**Description of the task:**
Repeat the lines from the one containing "sports car visible?" through the one containing "[398,471,427,548]", inclusive, swapping every "portion" for "part" and changing nothing else.
□ □ □
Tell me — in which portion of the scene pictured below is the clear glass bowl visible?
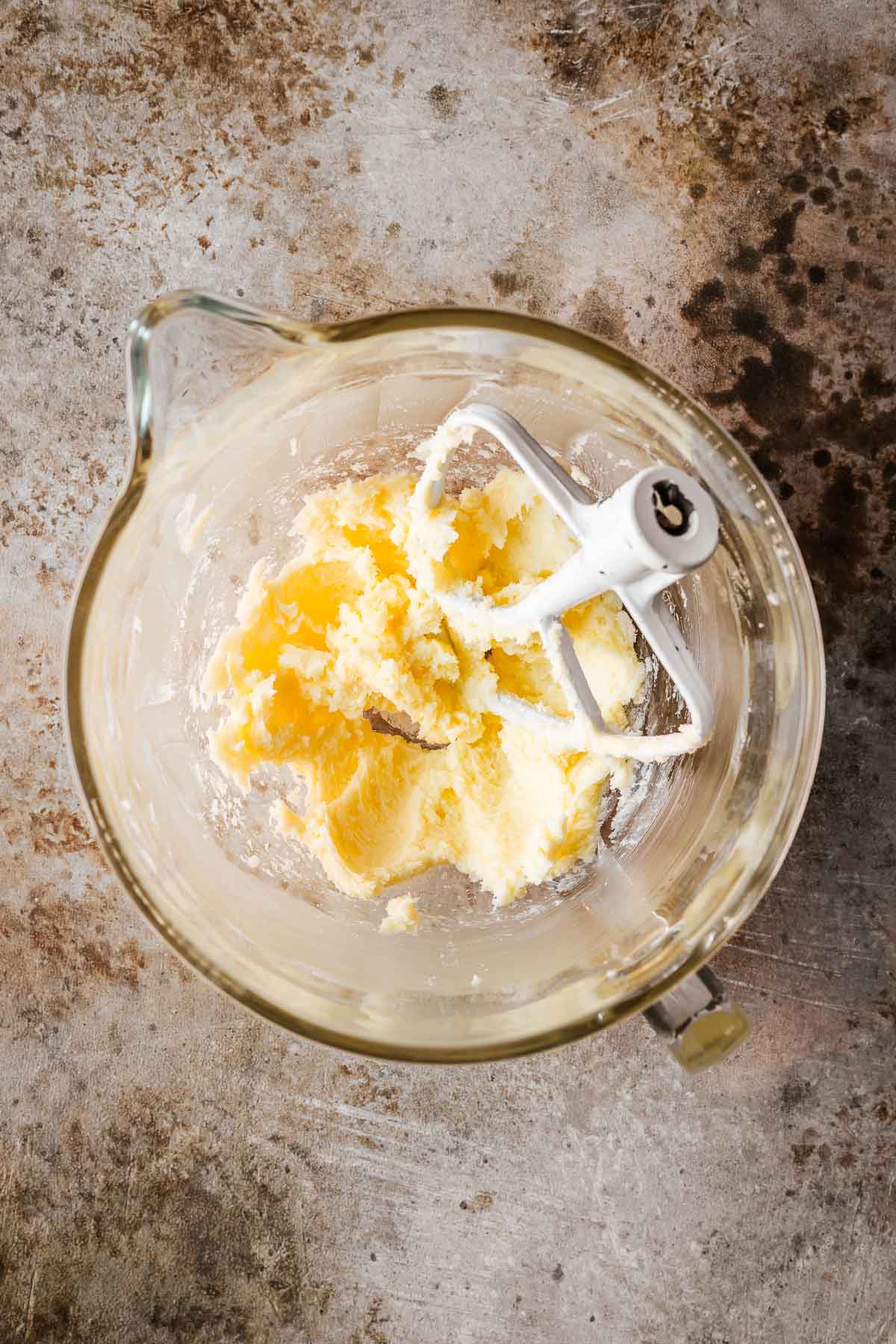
[67,292,824,1062]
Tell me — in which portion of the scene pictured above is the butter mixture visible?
[204,441,644,914]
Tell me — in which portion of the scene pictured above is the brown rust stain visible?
[0,1086,320,1344]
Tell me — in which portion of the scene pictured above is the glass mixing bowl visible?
[67,299,824,1065]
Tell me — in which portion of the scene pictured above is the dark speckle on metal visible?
[0,0,896,1344]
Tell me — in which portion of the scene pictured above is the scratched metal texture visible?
[0,0,896,1344]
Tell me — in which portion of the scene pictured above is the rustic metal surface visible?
[0,0,896,1344]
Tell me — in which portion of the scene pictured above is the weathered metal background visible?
[0,0,896,1344]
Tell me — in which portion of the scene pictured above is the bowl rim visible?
[62,289,825,1065]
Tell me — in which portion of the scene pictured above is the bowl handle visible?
[645,966,750,1074]
[125,289,322,474]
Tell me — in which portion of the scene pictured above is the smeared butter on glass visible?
[203,435,644,931]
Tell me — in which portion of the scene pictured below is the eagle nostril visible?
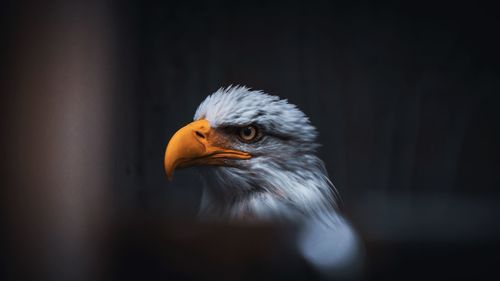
[195,131,205,139]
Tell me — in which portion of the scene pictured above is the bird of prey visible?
[164,86,360,274]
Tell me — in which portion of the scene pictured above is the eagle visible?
[164,86,362,275]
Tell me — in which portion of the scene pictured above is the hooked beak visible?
[163,119,252,180]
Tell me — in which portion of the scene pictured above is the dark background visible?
[0,1,500,280]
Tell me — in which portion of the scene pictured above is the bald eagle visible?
[164,86,359,272]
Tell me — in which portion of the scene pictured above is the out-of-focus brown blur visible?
[0,0,500,280]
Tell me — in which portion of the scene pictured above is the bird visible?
[163,85,363,277]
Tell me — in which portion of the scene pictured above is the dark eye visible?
[238,125,259,142]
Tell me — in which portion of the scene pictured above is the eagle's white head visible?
[164,86,337,221]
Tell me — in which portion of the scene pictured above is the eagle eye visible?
[238,125,259,142]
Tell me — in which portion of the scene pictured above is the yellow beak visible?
[163,119,252,180]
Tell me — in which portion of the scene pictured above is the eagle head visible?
[164,86,336,220]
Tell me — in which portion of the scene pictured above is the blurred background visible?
[0,0,500,280]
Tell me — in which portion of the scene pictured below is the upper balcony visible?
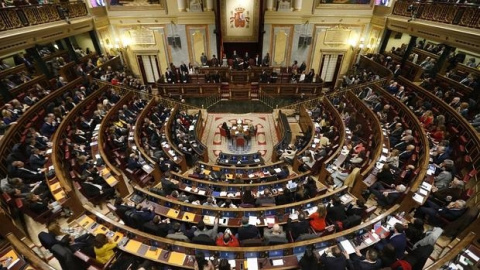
[0,1,88,31]
[392,0,480,29]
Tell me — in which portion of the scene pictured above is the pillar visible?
[378,29,392,53]
[177,0,187,12]
[88,30,102,55]
[205,0,213,11]
[0,81,13,103]
[400,36,417,68]
[293,0,303,11]
[267,0,273,10]
[26,48,53,79]
[434,44,455,74]
[63,38,78,63]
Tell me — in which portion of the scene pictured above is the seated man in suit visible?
[415,197,467,227]
[320,245,347,270]
[263,224,288,245]
[80,174,115,198]
[344,248,382,270]
[238,217,259,241]
[7,160,45,184]
[127,153,142,171]
[287,212,310,241]
[377,223,407,259]
[430,178,465,203]
[369,182,406,207]
[327,195,347,222]
[143,215,170,237]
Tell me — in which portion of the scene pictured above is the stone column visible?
[267,0,273,10]
[177,0,187,11]
[293,0,303,11]
[205,0,213,11]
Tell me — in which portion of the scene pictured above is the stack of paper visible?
[413,193,425,204]
[248,216,258,226]
[245,258,258,270]
[340,240,355,254]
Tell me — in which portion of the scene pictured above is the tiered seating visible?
[98,91,154,186]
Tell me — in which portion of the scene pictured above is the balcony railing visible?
[393,1,480,29]
[0,2,88,31]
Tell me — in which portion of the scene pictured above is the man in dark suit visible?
[393,65,402,78]
[29,148,48,171]
[430,178,465,203]
[7,160,45,181]
[369,181,406,207]
[127,154,142,171]
[80,177,115,198]
[327,195,347,222]
[143,215,170,237]
[320,246,347,270]
[238,217,259,241]
[415,200,466,227]
[180,61,188,73]
[377,223,407,259]
[287,212,310,241]
[344,249,382,270]
[432,146,450,165]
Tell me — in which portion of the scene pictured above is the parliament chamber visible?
[0,0,480,270]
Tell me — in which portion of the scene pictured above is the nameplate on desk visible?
[340,240,355,254]
[142,164,153,173]
[203,216,215,224]
[422,182,432,191]
[413,193,425,204]
[168,251,187,265]
[245,258,258,270]
[272,259,283,266]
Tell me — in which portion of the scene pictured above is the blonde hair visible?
[317,203,327,218]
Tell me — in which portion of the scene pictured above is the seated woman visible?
[309,203,327,232]
[350,151,367,165]
[93,233,117,264]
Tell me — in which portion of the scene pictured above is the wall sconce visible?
[350,38,365,51]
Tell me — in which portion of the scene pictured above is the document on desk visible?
[272,259,283,266]
[248,216,258,226]
[245,258,258,270]
[203,216,215,225]
[413,193,425,204]
[422,182,432,191]
[418,188,428,196]
[340,240,355,254]
[387,217,402,227]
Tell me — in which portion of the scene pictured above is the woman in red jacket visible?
[309,203,327,232]
[216,231,240,247]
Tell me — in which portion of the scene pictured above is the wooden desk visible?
[134,186,348,227]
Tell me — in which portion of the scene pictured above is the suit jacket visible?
[434,171,452,189]
[382,233,407,259]
[347,256,382,270]
[320,252,347,270]
[143,221,169,237]
[327,204,347,221]
[238,225,258,241]
[437,207,467,221]
[80,182,100,198]
[30,154,45,170]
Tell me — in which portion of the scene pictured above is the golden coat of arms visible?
[230,7,250,28]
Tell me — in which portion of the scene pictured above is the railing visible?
[202,93,222,109]
[0,2,88,31]
[258,89,276,109]
[392,1,480,28]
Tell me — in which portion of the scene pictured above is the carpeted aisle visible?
[202,113,278,163]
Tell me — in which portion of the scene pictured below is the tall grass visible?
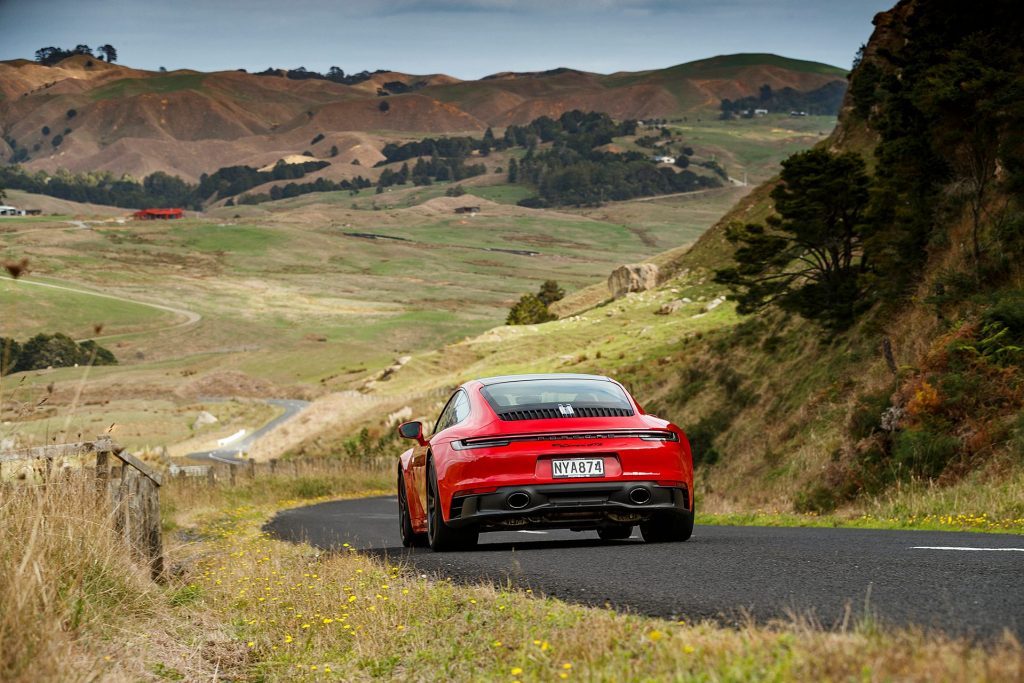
[0,472,161,681]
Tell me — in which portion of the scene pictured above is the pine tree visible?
[715,148,868,329]
[505,294,557,325]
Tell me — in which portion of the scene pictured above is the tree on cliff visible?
[715,150,868,329]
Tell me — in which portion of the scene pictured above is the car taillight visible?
[452,438,510,451]
[640,430,679,441]
[456,486,498,497]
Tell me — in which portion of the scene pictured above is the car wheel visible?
[640,508,696,543]
[597,524,633,541]
[427,462,480,552]
[398,472,427,548]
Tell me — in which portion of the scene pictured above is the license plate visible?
[551,458,604,479]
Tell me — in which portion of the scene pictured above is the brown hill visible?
[0,54,845,181]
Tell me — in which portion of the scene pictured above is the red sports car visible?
[398,375,693,550]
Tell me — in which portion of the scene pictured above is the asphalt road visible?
[186,398,309,464]
[267,497,1024,639]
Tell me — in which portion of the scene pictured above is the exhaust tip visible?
[630,486,650,505]
[505,490,529,510]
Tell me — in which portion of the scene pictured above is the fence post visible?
[96,451,111,500]
[137,476,164,581]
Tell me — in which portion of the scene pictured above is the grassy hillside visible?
[0,54,845,181]
[0,117,830,453]
[290,2,1024,529]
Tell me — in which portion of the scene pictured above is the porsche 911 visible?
[397,374,694,551]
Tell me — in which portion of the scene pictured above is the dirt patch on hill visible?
[174,371,281,398]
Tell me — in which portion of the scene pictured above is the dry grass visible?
[0,474,213,682]
[0,466,1024,681]
[172,491,1024,681]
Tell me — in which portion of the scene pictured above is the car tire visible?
[640,508,696,543]
[427,461,480,552]
[597,524,633,541]
[398,471,427,548]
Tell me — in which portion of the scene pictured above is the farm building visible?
[132,209,185,220]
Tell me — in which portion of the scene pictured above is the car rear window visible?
[480,380,633,415]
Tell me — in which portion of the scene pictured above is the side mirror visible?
[398,422,426,445]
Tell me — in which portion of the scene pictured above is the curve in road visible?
[185,398,309,465]
[0,275,203,341]
[266,497,1024,638]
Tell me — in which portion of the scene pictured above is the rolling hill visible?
[0,54,845,181]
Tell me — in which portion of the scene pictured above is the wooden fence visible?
[0,436,164,581]
[167,458,389,486]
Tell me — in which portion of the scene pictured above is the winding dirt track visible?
[0,275,203,341]
[266,497,1024,639]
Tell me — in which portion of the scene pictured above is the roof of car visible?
[476,373,612,386]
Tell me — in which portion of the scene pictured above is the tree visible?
[505,294,557,325]
[715,148,868,329]
[537,280,565,306]
[96,43,118,63]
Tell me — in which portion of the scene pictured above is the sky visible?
[0,0,894,79]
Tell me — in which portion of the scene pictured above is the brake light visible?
[640,429,679,441]
[452,438,510,451]
[456,486,498,496]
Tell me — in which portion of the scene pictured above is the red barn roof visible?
[132,209,184,220]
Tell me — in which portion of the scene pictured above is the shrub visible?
[505,294,558,325]
[793,483,839,514]
[291,477,334,499]
[847,388,892,441]
[683,409,735,466]
[892,425,961,478]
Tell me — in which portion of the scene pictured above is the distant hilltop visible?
[0,51,846,182]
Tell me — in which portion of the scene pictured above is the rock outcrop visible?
[608,263,657,299]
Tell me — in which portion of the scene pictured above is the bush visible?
[683,409,735,466]
[0,333,118,374]
[793,483,839,514]
[982,295,1024,341]
[892,426,961,478]
[291,477,334,499]
[847,388,892,441]
[505,294,558,325]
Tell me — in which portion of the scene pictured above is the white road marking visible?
[910,546,1024,553]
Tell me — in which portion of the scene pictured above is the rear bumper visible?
[447,481,690,530]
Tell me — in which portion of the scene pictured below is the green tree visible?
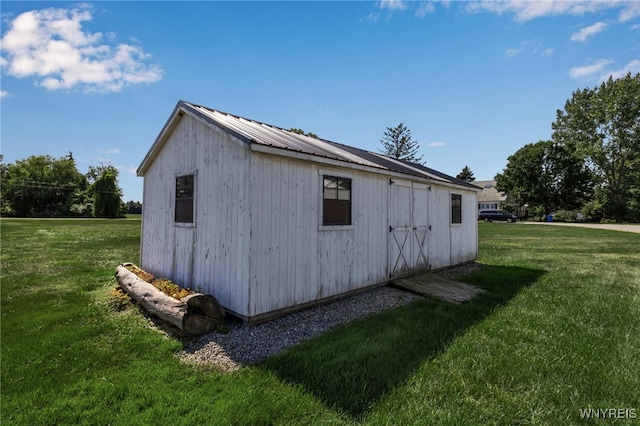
□ □ □
**Answer below:**
Tell me — in which part of the scene pictured above is the red sports car visible?
[398,375,693,550]
Tell me — in which part of the scene pictured above is the asphalt road visible?
[186,398,309,464]
[267,497,1024,639]
Tell me — in which part of the scene pictured above is the exhaust tip visible?
[630,486,650,505]
[505,490,529,510]
Tell me — in which part of the scene pictured above is the fence post visible?
[96,451,111,500]
[137,476,164,581]
Tell me — in which part of the scene pictured above is the grassy hillside visible?
[0,54,845,181]
[0,117,830,453]
[290,2,1024,529]
Tell me — in which part of the scene pictured above is the porsche 911 visible?
[397,374,694,551]
Tell me — in which part of the scene pictured above is the dirt patch on hill visible?
[174,371,281,398]
Tell me — in which part of the scene pictured above is the dry grass visible?
[0,474,213,682]
[0,466,1024,681]
[172,491,1024,681]
Tell me — in which part of the scene pictured above is the car tire visible?
[640,508,696,543]
[427,461,480,552]
[597,524,633,541]
[398,471,427,548]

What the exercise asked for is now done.